● The task:
Please write out the rows again, from the start of the rows through the line containing "<point>729,696</point>", with both ends included. Keep the requests, and multiply each coordinate in the answers by 1.9, rounding to whole numbers with halves going up.

● Material supplied:
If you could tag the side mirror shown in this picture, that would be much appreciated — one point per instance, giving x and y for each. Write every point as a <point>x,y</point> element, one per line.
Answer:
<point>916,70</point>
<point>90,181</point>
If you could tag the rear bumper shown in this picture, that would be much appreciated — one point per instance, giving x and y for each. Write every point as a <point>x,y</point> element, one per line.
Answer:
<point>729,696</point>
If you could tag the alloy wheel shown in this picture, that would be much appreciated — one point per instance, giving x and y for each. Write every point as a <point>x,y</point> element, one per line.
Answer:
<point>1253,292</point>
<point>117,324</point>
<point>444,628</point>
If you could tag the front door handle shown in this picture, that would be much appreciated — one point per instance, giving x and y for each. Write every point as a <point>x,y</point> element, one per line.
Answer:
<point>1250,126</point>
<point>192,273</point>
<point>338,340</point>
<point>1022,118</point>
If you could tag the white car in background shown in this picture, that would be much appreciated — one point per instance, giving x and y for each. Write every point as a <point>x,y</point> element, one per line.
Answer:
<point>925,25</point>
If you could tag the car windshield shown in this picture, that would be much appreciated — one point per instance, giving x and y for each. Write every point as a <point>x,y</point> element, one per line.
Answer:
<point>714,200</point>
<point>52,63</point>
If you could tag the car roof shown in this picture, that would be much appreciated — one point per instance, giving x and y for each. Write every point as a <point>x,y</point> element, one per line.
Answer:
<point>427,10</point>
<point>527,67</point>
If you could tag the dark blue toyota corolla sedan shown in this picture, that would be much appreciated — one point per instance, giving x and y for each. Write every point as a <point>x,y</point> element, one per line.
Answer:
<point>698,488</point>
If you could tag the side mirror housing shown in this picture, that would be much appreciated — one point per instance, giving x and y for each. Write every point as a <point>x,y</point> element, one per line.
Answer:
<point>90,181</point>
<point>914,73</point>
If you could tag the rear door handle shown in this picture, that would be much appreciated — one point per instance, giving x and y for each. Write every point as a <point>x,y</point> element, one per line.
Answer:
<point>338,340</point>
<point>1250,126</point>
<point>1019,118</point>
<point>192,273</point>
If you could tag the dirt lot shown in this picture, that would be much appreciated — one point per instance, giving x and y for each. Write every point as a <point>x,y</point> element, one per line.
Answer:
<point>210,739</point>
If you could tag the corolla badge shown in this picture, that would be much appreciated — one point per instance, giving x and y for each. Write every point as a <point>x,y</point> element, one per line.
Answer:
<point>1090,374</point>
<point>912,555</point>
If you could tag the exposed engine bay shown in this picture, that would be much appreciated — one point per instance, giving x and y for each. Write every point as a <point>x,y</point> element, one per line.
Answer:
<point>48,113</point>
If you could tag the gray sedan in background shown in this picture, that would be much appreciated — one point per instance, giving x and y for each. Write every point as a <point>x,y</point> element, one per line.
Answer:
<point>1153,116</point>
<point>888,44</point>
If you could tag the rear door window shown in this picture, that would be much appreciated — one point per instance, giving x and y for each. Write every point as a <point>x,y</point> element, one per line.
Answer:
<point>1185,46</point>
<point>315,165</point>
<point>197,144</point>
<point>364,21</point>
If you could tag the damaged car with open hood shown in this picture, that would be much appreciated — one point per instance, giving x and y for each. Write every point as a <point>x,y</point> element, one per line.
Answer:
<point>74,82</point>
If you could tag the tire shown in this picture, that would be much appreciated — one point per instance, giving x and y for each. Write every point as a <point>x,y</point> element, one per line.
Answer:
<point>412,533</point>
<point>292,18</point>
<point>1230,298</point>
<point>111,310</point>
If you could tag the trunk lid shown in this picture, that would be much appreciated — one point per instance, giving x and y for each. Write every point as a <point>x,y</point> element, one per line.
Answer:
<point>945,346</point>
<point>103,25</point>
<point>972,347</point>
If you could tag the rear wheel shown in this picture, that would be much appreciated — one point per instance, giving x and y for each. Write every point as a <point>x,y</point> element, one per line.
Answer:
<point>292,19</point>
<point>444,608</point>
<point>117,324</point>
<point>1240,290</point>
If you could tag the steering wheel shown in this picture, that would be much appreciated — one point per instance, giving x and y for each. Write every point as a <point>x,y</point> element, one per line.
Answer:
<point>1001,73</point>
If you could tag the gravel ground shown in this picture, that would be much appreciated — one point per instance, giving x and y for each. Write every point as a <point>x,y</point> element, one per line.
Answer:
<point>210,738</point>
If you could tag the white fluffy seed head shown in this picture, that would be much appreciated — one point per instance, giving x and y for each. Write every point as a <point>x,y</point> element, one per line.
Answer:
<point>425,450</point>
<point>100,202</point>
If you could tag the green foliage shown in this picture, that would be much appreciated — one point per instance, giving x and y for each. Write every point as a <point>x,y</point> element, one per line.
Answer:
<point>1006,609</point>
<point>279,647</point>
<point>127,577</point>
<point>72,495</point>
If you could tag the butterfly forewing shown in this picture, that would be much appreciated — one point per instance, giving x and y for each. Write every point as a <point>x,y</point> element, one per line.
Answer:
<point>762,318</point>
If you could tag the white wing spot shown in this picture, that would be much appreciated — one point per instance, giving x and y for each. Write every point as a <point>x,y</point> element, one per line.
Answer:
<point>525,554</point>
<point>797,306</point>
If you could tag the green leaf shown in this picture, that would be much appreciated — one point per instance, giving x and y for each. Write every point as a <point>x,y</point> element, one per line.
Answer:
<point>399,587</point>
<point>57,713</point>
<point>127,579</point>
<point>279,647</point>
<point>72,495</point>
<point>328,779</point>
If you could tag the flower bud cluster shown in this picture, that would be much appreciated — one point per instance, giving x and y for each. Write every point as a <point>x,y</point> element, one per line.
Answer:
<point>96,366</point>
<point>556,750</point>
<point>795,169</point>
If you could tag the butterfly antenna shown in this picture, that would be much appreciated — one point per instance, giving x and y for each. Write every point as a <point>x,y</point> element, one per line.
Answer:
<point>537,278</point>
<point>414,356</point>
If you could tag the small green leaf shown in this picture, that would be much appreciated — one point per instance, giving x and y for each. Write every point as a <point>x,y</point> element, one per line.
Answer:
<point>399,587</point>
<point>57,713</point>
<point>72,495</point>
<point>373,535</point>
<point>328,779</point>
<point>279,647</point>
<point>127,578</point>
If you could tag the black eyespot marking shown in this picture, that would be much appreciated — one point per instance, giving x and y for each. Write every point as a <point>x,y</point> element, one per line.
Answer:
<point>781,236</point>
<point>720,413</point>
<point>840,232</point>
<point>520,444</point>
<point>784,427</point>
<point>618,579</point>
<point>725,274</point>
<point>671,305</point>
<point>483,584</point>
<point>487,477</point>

● Task result:
If you could tag the side mirror shown in this picture, that would be much appreciated — one point per instance, giving x and y for each. Write every point as a <point>x,y</point> element, one per line.
Answer:
<point>1740,133</point>
<point>171,344</point>
If you could tag the rear bumper shown in this picture, that would be much appreciated — one point per instance, giving x and y for each. Write every point as a <point>x,y</point> element, one per line.
Answer:
<point>1385,1322</point>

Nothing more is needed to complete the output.